Work order
Go through the data below and copy each line where the word "group" occurs.

Task data
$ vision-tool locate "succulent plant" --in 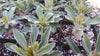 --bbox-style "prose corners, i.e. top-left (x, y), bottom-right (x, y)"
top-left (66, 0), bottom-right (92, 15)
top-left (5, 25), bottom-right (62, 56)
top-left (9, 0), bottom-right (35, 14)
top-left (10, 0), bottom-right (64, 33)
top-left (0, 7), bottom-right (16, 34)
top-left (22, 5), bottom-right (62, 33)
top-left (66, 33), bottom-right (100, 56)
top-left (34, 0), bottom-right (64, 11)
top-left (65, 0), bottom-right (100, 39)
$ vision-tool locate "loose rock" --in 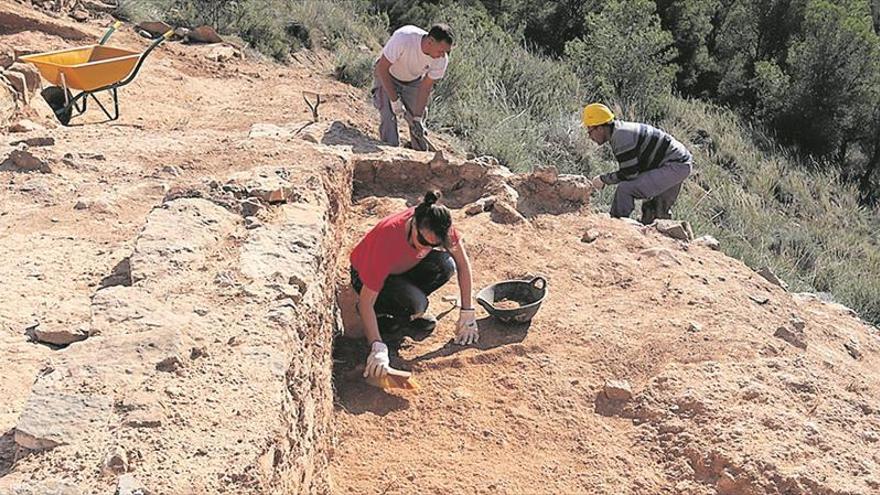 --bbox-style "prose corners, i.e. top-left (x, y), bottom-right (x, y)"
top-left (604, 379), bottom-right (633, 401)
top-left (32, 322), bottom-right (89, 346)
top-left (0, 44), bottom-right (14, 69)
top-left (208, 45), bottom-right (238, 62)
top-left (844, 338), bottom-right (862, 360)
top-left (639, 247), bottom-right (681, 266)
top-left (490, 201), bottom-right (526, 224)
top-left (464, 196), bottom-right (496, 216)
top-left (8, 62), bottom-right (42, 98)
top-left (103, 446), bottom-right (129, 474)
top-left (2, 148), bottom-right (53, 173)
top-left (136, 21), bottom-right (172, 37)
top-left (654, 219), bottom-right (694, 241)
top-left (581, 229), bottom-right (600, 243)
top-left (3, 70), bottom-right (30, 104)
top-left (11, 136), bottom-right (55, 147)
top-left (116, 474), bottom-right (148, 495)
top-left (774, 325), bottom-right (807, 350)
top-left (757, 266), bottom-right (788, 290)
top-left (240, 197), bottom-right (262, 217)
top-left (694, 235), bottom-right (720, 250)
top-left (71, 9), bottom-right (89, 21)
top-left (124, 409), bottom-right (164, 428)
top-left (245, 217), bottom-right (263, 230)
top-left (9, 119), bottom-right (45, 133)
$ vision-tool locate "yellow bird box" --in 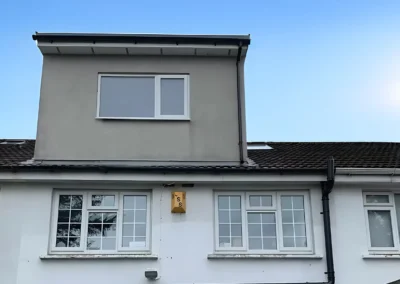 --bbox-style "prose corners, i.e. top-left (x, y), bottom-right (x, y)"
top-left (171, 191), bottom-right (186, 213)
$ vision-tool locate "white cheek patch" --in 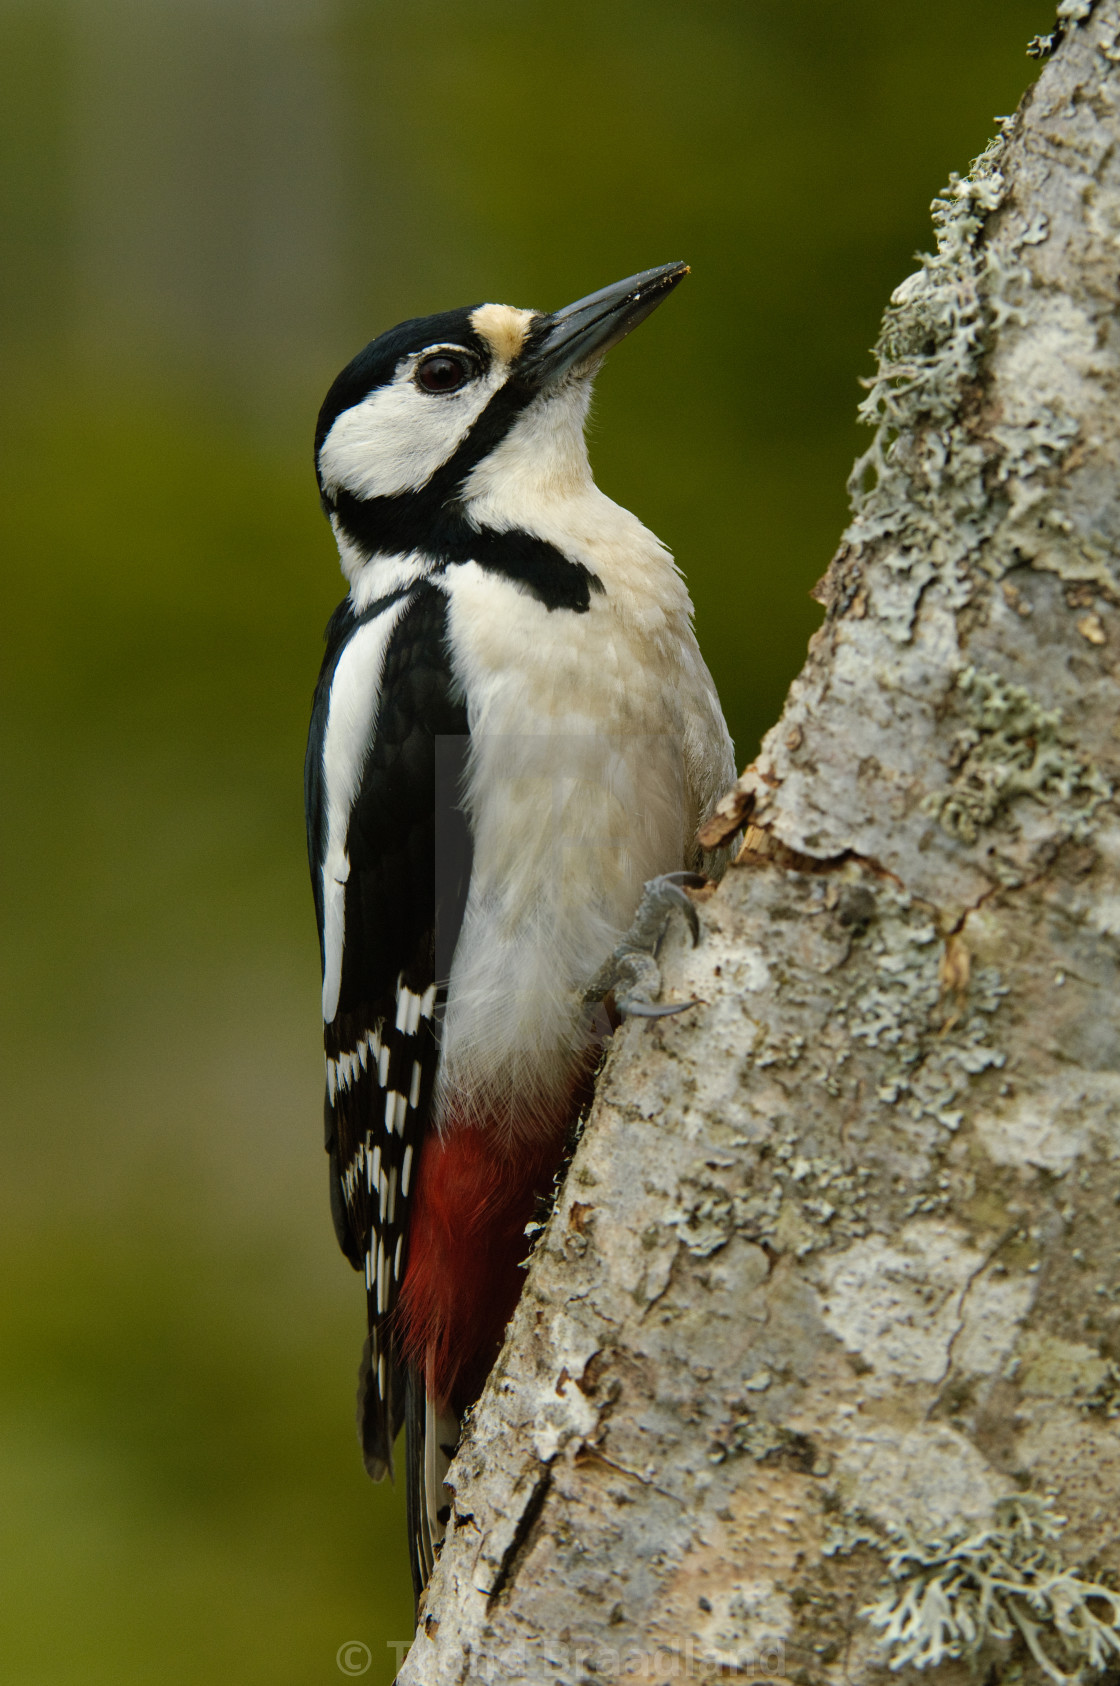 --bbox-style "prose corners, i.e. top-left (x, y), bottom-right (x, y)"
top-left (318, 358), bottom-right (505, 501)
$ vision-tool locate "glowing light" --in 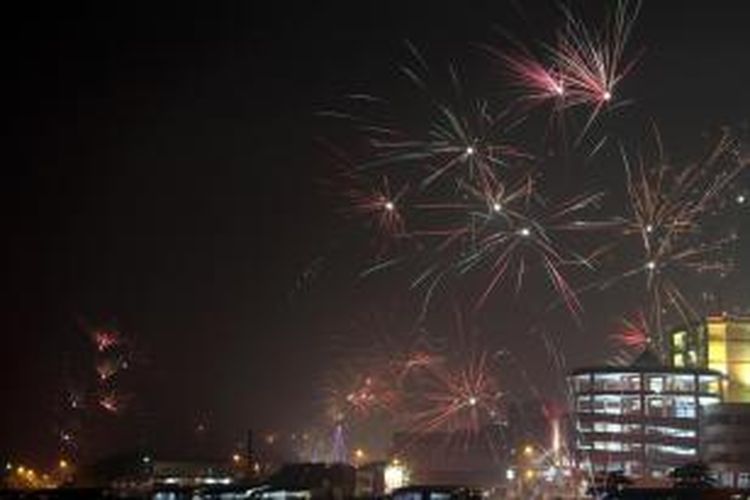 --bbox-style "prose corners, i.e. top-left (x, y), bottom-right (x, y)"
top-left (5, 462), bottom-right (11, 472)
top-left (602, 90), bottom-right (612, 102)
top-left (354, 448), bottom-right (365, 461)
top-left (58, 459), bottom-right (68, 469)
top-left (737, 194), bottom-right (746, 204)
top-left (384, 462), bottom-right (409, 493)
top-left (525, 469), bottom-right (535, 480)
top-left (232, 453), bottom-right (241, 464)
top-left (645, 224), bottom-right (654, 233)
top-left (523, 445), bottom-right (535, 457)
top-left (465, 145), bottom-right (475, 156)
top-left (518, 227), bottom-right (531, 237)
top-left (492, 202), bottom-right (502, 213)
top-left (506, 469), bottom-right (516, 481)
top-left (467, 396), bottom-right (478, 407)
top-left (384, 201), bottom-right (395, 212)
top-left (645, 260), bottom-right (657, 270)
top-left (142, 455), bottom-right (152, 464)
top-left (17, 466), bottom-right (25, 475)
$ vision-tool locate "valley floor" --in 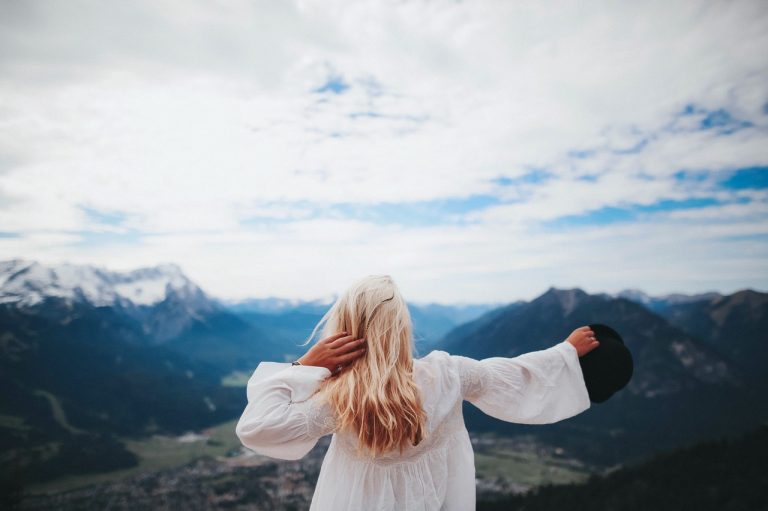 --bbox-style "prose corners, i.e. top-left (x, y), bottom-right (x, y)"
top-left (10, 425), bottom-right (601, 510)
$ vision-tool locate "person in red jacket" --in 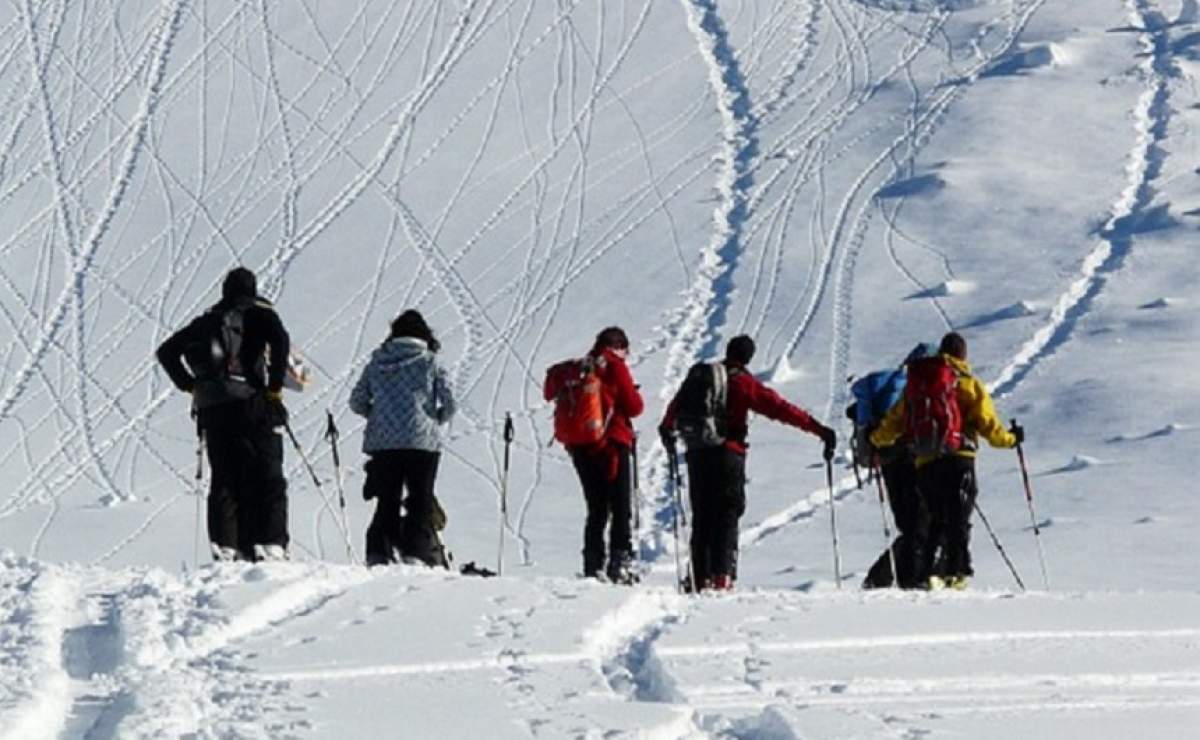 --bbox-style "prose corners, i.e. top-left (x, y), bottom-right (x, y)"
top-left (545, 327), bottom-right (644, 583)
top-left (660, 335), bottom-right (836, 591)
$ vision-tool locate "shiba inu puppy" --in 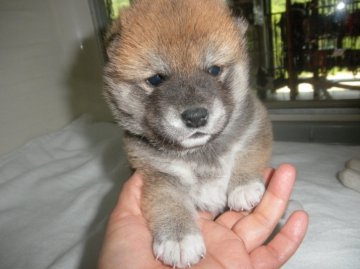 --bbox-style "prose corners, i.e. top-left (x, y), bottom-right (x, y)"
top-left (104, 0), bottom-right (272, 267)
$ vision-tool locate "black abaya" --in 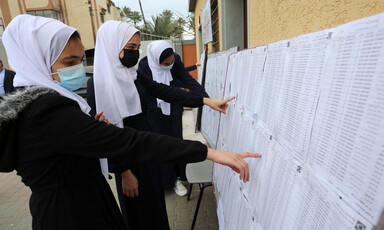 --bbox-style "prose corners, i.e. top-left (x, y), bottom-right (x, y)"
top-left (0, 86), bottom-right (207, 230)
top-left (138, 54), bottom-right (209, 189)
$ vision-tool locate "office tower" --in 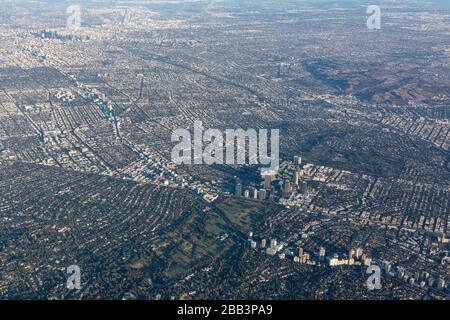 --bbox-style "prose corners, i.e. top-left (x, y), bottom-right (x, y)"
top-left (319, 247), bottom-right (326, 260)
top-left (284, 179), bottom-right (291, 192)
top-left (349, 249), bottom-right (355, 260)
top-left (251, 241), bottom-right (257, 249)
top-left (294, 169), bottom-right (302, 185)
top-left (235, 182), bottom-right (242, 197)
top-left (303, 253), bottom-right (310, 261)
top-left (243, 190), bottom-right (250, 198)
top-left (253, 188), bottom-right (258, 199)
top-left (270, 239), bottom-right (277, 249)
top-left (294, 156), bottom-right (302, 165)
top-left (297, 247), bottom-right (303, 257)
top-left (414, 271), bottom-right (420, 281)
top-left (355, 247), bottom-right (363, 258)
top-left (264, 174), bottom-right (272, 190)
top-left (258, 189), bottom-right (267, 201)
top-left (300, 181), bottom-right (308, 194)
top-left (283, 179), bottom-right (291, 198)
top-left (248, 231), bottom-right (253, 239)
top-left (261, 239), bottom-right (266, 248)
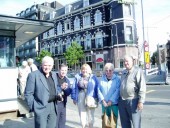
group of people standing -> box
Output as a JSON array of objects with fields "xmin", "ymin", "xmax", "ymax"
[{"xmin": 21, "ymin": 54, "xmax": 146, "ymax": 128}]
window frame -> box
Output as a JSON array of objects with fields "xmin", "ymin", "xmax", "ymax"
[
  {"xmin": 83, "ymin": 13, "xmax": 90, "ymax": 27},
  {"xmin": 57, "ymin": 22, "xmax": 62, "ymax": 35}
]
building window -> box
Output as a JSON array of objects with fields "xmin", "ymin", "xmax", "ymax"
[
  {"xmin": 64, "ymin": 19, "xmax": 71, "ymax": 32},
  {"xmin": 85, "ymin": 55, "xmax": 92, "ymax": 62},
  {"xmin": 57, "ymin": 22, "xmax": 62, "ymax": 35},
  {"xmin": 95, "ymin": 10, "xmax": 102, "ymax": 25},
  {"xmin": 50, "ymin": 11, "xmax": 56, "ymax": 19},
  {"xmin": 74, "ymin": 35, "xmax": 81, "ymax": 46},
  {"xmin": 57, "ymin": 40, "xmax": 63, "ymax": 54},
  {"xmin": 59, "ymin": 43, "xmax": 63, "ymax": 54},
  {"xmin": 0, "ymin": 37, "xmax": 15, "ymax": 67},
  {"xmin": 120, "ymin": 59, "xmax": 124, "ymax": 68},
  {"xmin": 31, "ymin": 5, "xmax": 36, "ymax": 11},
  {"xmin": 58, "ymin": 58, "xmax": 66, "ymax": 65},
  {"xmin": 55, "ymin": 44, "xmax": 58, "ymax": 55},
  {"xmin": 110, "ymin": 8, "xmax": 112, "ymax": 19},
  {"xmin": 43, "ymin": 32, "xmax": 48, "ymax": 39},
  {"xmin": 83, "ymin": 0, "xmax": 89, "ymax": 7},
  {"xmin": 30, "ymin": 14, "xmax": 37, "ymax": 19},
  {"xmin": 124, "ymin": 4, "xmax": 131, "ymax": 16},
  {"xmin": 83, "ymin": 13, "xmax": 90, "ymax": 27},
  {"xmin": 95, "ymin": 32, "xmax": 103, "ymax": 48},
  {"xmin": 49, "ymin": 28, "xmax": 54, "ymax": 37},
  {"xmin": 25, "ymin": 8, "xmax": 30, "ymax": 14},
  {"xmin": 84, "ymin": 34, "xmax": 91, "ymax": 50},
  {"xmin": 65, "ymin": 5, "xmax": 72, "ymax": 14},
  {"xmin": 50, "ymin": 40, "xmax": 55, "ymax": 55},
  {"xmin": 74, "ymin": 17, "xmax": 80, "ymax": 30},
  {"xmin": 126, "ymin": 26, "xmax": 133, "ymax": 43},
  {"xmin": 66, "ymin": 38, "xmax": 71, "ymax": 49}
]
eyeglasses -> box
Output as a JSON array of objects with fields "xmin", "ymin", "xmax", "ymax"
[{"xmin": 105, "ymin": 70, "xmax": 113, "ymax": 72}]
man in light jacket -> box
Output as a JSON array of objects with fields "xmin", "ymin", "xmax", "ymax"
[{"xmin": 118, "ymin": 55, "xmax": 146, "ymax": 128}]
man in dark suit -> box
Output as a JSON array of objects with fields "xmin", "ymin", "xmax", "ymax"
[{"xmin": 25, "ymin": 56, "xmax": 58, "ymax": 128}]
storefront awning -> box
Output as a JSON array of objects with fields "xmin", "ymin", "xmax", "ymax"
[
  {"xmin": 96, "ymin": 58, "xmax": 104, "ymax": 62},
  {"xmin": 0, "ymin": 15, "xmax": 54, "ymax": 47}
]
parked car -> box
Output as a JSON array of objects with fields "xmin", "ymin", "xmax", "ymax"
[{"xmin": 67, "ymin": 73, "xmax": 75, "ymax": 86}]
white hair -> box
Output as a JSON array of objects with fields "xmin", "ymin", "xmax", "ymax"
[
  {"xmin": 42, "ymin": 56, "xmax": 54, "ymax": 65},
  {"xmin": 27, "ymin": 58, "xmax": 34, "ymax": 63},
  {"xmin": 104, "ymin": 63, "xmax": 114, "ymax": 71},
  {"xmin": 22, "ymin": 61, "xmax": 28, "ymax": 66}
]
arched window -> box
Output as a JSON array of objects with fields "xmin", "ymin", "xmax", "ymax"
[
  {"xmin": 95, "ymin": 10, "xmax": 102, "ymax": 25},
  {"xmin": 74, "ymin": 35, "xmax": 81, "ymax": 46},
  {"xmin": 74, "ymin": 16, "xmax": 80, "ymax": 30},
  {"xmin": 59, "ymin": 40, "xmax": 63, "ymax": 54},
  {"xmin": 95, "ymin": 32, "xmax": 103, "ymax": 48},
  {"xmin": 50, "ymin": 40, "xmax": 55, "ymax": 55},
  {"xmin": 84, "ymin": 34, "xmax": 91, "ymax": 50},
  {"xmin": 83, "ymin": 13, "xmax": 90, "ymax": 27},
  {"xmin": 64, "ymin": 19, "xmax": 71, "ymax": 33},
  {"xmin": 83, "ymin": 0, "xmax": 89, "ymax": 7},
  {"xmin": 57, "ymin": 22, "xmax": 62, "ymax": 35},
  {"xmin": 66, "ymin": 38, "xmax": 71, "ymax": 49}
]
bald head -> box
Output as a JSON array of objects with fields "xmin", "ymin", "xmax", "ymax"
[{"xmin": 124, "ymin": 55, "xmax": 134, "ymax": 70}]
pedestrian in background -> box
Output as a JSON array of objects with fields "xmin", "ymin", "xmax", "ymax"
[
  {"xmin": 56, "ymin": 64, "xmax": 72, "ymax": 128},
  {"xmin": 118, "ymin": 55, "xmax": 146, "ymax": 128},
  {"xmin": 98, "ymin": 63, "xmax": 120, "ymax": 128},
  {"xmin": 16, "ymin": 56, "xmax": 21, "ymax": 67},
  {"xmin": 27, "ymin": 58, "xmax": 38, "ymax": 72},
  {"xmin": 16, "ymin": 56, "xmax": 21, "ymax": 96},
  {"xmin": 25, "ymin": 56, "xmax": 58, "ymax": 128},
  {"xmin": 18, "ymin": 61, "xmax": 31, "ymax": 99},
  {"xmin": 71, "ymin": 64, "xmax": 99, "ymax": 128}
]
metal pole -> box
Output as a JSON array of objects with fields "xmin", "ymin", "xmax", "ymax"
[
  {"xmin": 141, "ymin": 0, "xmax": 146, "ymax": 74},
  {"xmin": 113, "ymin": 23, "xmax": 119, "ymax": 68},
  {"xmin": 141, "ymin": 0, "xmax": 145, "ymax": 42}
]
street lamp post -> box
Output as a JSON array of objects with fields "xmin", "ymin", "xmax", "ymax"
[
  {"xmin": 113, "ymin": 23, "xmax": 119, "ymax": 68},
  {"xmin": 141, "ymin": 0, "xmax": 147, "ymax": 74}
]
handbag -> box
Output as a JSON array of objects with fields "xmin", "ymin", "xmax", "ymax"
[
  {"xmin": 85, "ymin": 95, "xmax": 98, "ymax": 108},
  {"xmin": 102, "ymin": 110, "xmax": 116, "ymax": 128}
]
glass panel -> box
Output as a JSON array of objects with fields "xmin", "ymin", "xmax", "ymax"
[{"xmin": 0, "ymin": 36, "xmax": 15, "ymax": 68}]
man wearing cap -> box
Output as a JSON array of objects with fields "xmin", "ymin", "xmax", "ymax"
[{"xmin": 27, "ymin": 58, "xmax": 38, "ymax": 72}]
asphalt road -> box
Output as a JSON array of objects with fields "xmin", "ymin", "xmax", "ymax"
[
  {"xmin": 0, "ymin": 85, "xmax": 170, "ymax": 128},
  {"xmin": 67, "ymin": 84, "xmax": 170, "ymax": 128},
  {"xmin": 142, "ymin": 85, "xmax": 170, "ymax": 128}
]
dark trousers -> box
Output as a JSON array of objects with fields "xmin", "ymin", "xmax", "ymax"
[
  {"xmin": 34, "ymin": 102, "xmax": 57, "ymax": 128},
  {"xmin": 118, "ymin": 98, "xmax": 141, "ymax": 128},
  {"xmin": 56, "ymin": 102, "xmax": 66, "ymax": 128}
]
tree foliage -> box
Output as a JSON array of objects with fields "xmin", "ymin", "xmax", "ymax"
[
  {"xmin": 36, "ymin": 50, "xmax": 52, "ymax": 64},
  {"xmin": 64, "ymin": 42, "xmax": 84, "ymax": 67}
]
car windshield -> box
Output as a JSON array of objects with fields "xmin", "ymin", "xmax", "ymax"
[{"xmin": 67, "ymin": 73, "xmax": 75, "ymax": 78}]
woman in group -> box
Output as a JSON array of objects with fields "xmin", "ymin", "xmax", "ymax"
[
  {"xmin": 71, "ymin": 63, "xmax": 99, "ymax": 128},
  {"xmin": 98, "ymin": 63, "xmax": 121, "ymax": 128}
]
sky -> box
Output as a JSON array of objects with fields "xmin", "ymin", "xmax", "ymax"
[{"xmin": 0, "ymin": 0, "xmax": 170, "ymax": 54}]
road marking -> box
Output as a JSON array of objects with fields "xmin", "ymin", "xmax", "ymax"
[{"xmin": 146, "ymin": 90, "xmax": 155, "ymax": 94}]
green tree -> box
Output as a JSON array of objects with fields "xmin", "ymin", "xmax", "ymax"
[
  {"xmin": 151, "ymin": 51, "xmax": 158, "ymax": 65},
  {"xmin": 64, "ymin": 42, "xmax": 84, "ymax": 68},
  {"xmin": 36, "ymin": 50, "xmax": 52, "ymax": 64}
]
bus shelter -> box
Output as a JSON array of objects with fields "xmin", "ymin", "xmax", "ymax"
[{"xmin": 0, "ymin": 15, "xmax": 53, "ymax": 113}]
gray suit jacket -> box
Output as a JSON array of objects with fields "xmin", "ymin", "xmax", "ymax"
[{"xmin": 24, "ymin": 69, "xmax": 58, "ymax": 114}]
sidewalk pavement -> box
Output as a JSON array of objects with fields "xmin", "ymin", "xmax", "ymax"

Task output
group of people standing -> box
woman in group -> box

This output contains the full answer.